> [PAGE TEXT]:
Mr. Stephenson took a ride for me to the summit of Mount Foster, and to various cattle stations about its base, with some questions to which I required answers, about the river and stations on it lower down. But no one could tell what the western side of the marshes was like, as no person had pa.s.sed that way; the country being more open on the eastern side, where only the stations were situated; Mr. Kinghorne's at Graway, about five miles from our camp, being the lowest down on the west bank.

Mr. Stephenson returned early, having met two of the mounted police. To my most important question--what water was to be found lower down in the river--the reply was very satisfactory; namely, "plenty, and a FLOOD COMING DOWN from the Turmountains." The two policemen said they had travelled twenty miles with it, on the day previous, and that it would still take some time to arrive near our camp. About noon the drays arrived in good order, having been encamped where there was no water about six miles short of our camp, the whole distance travelled, from Cannonba to the Macquarie, having been about nineteen miles. In the afternoon two of the men taking a walk up the river, reported on their return, that the flood poured in upon them when in the river bed, so suddenly, that they narrowly escaped it. Still the bed of the Macquarie before our camp continued so dry and silent, that I could scarcely believe the flood coming to be real, and so near to us, who had been put to so many shifts for want of water. Towards evening, I stationed a man with a gun a little way up the river, with orders to fire on the flood's appearance, that I might have time to run to the part of the channel nearest to our camp, and witness what I had so much wished to see, as well from curiosity as urgent need. The shades of evening came, however, but no flood, and the man on the look-out returned to the camp. Some hours later, and after the moon had risen, a murmuring sound like that of a distant waterfall, mingled with occasional cracks as of breaking timber, drew our attention, and I hastened to the river bank. By very slow degrees the sound grew louder, and at length, so audible as to draw various persons besides from the camp to the river-side. Still no flood appeared, although its approach was indicated by the occasional rending of trees with a loud noise. Such a phenomenon in a most serene moonlight night was quite new to us all. At length, the rushing sound of waters and loud cracking of timber, announced that the flood was in the next bend.

> [COMPLETE THE FOLLOWING]:
a) In the flood account, how far did the two mounted policemen say they had traveled with the flood on the previous day?
b) Reproduce the stretch of the flood account from "Mr. Stephenson took" through "the west bank.".

> [RECORDED DATA]:
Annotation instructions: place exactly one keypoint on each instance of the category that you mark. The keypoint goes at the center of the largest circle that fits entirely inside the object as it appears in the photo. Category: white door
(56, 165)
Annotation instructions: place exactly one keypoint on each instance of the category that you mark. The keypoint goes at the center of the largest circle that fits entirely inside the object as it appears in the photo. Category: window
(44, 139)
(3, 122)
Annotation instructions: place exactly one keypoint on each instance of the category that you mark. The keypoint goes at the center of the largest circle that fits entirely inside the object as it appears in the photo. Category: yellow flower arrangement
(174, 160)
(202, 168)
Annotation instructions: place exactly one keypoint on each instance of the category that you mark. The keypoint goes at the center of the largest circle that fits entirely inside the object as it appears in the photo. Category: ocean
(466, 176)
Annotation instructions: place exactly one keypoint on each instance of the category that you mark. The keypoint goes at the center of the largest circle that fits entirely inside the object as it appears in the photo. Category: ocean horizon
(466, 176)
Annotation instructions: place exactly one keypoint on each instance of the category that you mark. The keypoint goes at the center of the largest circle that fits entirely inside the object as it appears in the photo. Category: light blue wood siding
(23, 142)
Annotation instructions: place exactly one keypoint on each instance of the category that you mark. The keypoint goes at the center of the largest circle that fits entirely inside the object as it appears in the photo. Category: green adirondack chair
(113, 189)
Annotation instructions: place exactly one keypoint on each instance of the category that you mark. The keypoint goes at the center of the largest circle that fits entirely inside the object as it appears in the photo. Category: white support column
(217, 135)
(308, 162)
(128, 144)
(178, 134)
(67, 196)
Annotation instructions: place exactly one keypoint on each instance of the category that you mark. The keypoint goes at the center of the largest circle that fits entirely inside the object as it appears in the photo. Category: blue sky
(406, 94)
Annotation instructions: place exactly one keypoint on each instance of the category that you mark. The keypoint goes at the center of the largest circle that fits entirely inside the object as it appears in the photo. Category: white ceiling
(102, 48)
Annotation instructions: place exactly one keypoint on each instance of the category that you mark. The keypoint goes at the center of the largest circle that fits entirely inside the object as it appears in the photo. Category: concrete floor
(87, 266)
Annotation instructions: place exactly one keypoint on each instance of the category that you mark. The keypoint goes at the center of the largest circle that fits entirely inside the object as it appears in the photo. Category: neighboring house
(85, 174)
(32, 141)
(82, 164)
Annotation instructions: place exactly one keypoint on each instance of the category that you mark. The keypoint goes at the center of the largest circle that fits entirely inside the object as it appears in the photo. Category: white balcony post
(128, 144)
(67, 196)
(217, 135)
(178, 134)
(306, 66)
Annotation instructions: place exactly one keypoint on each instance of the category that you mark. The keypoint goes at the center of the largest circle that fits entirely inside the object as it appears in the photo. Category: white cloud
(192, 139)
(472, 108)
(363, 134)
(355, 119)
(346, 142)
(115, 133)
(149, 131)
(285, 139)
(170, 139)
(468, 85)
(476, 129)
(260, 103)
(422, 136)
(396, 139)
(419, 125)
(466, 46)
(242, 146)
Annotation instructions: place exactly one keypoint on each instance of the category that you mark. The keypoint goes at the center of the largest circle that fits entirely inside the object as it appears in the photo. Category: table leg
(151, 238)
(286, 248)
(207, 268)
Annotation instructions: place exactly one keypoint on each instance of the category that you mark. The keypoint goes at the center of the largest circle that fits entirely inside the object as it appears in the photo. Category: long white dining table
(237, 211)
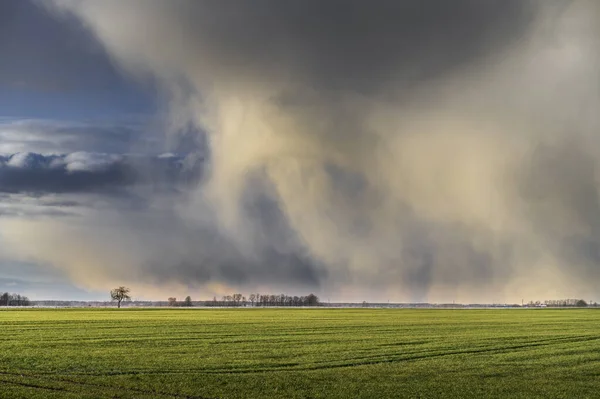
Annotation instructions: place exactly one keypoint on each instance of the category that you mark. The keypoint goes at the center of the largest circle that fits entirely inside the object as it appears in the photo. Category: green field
(299, 353)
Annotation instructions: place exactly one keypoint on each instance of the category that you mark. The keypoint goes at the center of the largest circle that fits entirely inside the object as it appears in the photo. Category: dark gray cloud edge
(94, 172)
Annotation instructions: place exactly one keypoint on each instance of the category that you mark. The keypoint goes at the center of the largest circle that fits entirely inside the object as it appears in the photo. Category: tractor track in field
(58, 379)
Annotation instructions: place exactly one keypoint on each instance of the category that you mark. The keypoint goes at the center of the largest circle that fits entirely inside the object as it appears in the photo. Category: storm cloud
(404, 149)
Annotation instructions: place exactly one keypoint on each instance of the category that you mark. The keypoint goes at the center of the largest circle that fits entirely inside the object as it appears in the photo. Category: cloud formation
(94, 172)
(414, 149)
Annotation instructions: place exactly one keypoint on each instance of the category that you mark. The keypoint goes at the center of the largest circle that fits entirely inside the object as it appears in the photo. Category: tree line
(263, 300)
(7, 299)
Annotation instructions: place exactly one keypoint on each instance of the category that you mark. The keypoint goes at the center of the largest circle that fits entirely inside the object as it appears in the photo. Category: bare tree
(120, 294)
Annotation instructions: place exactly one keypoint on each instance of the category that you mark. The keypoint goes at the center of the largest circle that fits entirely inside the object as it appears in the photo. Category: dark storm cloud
(353, 44)
(386, 136)
(42, 54)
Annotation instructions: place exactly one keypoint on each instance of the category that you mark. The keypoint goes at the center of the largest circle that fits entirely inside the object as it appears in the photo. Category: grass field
(299, 353)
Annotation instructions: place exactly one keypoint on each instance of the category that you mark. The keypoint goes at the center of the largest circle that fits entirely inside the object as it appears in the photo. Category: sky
(412, 150)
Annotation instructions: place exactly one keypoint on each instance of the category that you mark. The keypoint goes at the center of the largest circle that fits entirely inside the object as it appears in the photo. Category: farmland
(299, 353)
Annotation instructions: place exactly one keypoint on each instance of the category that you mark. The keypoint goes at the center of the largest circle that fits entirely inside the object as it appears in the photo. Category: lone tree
(120, 294)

> [ANSWER LIST]:
a) Twenty miles.

b)
Mr. Stephenson took a ride for me to the summit of Mount Foster, and to various cattle stations about its base, with some questions to which I required answers, about the river and stations on it lower down. But no one could tell what the western side of the marshes was like, as no person had pa.s.sed that way; the country being more open on the eastern side, where only the stations were situated; Mr. Kinghorne's at Graway, about five miles from our camp, being the lowest down on the west bank.